Instruções:
A - Na coluna sobre Gleisi Hoffmann, quem ela substituiu no ministério de relações institucionais?
B - Reescreva a parte da coluna sobre Gleisi Hoffmann que começa em "Juliana Diniz é" e termina em "(Foto: Gustavo Bezerra)", trocando "orçamento" por "plano".
C - Liste todas as pessoas mencionadas pelo nome na coluna sobre Gleisi Hoffmann.

Trecho selecionado:
Logo O POVO+
Gleisi Hoffmann e as lições de misoginia
Foto de Juliana Diniz
clique para exibir bio do colunista

Juliana Diniz é doutora em Direito pela Universidade de São Paulo (USP) e professora da Universidade Federal do Ceará (UFC). É editora do site bemdito.jor

Gleisi Hoffmann e as lições de misoginia

.O último feito da ministra se deu há dias: o milagre de ter viabilizado a aprovação do orçamento de 2025 antes do fim de março. Hoffmann mostra que ser mulher na política não é só difícil, é uma prova diária de sobrevivência em um país em tudo hostil a cada uma de nós
Tipo Opinião
 Gleisi Hoffman (PT) (Foto: Gustavo Bezerra)
Foto: Gustavo Bezerra Gleisi Hoffman (PT)

Quando Gleisi Hoffmann foi anunciada como nova ministra de relações institucionais, uma infinidade de críticas repercutiram nos maiores veículos de imprensa. Acusaram-na de incapacidade para o cargo, que exige bom trânsito parlamentar e capacidade de diálogo, insistiram que a personalidade excessivamente aguerrida da presidente do Partido dos Trabalhadores cairia como uma bomba na débil articulação do governo. O episódio oferece uma oportunidade única para observarmos o que significa ser uma mulher na política.

Chamo atenção do leitor para os detalhes do episódio. Gleisi Hoffmann chegou para substituir Alexandre Padilha, colega de partido que passou a ocupar o Ministério da Saúde após exoneração de Nísia Trindade há alguns dias. Padilha foi um articulador extremamente criticado durante os dois anos em que ocupou o posto. Não tinha boa relação com o ex-presidente da Câmara dos Deputados Arthur Lira e amargou derrotas na tentativa de construir uma base estável para o governo. Refém das emendas, o governo passou a angariar apoio "a prestação", projeto a projeto, o que tornou a tarefa de articulação ainda mais desafiadora e difícil.

Registros de indicação de objetos rotulados:
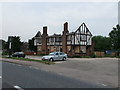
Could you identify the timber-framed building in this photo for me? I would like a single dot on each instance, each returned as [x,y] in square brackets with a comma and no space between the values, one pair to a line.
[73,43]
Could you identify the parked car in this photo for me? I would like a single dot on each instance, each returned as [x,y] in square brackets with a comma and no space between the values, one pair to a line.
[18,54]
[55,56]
...
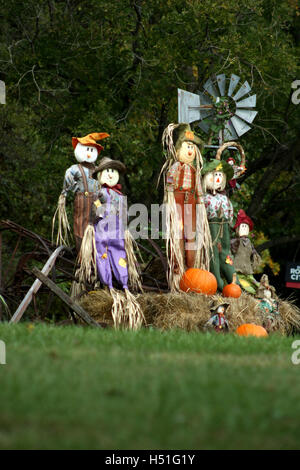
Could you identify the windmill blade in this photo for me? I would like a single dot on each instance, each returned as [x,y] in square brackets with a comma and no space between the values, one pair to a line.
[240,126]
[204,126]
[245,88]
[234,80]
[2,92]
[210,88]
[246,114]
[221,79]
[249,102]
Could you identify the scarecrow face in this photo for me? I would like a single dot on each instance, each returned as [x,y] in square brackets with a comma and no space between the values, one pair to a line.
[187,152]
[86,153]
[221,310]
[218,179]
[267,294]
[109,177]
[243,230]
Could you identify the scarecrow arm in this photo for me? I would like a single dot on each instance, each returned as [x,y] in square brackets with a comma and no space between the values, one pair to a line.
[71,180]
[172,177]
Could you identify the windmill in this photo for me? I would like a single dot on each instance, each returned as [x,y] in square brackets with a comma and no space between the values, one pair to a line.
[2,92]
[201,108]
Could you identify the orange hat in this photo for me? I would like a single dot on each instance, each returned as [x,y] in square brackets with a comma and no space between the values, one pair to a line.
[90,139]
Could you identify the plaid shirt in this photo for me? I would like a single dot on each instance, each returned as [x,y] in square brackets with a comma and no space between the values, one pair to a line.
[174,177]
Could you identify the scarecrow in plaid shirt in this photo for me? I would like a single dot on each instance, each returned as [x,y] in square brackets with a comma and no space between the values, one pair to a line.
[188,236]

Respostas esperadas:
A - Alexandre Padilha.

B -
Juliana Diniz é doutora em Direito pela Universidade de São Paulo (USP) e professora da Universidade Federal do Ceará (UFC). É editora do site bemdito.jor

Gleisi Hoffmann e as lições de misoginia

.O último feito da ministra se deu há dias: o milagre de ter viabilizado a aprovação do plano de 2025 antes do fim de março. Hoffmann mostra que ser mulher na política não é só difícil, é uma prova diária de sobrevivência em um país em tudo hostil a cada uma de nós
Tipo Opinião
 Gleisi Hoffman (PT) (Foto: Gustavo Bezerra)

C -
- Juliana Diniz
- Gleisi Hoffmann
- Gustavo Bezerra
- Alexandre Padilha
- Nísia Trindade
- Arthur Lira